:: PROBLEM REQUIREMENTS ::
Omit every picture while repeating the entries exactly.

:: DATASET ROWS ::
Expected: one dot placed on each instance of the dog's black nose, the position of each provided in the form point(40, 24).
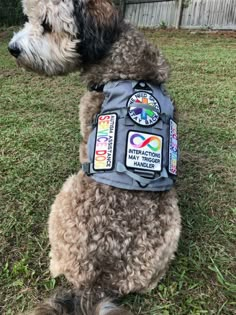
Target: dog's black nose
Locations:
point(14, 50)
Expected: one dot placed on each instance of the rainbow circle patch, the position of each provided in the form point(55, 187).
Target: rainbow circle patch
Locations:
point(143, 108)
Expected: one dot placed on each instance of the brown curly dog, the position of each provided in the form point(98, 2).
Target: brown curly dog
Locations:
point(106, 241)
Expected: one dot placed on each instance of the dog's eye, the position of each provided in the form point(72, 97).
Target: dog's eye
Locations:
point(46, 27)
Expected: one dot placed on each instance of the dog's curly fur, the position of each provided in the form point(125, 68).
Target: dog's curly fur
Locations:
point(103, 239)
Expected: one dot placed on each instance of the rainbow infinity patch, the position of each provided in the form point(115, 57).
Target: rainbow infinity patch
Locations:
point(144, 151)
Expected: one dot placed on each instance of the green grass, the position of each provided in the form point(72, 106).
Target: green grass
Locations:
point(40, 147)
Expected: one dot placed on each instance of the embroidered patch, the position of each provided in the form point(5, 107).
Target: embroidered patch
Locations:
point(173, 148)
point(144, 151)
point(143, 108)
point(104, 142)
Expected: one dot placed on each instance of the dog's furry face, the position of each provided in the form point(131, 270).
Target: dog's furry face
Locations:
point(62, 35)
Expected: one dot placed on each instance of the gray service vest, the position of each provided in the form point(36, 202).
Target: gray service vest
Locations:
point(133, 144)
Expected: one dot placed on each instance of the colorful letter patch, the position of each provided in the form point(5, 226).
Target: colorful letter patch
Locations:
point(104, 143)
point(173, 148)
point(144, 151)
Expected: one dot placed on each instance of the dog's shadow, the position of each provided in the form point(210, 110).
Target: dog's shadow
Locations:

:: ANSWER BELOW ::
Expected: one dot placed on each instance of the dog's black nose, the position of each provided in the form point(40, 24).
Target: dog's black nose
Locations:
point(14, 50)
Expected: one dot placed on each instance of the rainbow circle patch, the position of each provided in the form point(55, 187).
Target: rainbow circle patch
Locations:
point(143, 108)
Expected: one dot placed on each instance of the brown curly dog, the position of each provided in the form point(98, 2).
Target: brown curly dog
Locations:
point(106, 241)
Expected: one dot placed on each instance of the dog's eye, the position of each provided in the form point(72, 97).
Target: dog's eye
Locations:
point(46, 27)
Expected: one dot placed on each instance of the dog's curly fur, the position of each provided in the form point(125, 68).
Target: dog's curly fur
Locations:
point(103, 239)
Expected: one dot placed on each instance of the rainbow infinity patch, the position of each provided in the form point(115, 57).
Target: rainbow infinity patch
Locations:
point(144, 151)
Expected: one dot placed on each instance of the green grass, the position of each provided in the form point(72, 106).
Target: green grass
Locations:
point(40, 147)
Expected: one dot placed on each instance of the embroidered patch, the position of each provided in the form point(5, 107).
Target: embroidered patch
Locations:
point(173, 148)
point(144, 151)
point(143, 108)
point(104, 142)
Expected: one dot placed on each instance of the dog's furry face, the position of each provided in the form point(131, 270).
Target: dog's furry face
Locations:
point(62, 35)
Expected: one dot placed on each instance of the gray service vest, the position of each provided in the form point(36, 202).
Target: gray service vest
Locations:
point(133, 144)
Expected: one dot placed on each instance of the colorful letter patch, the position of each provided in the form point(5, 226).
Target: colorful letter patch
Locations:
point(104, 143)
point(173, 148)
point(144, 151)
Expected: one dot placed on each instance of the dog's shadow, the position of each provided in the form point(210, 110).
Target: dog's shadow
Locations:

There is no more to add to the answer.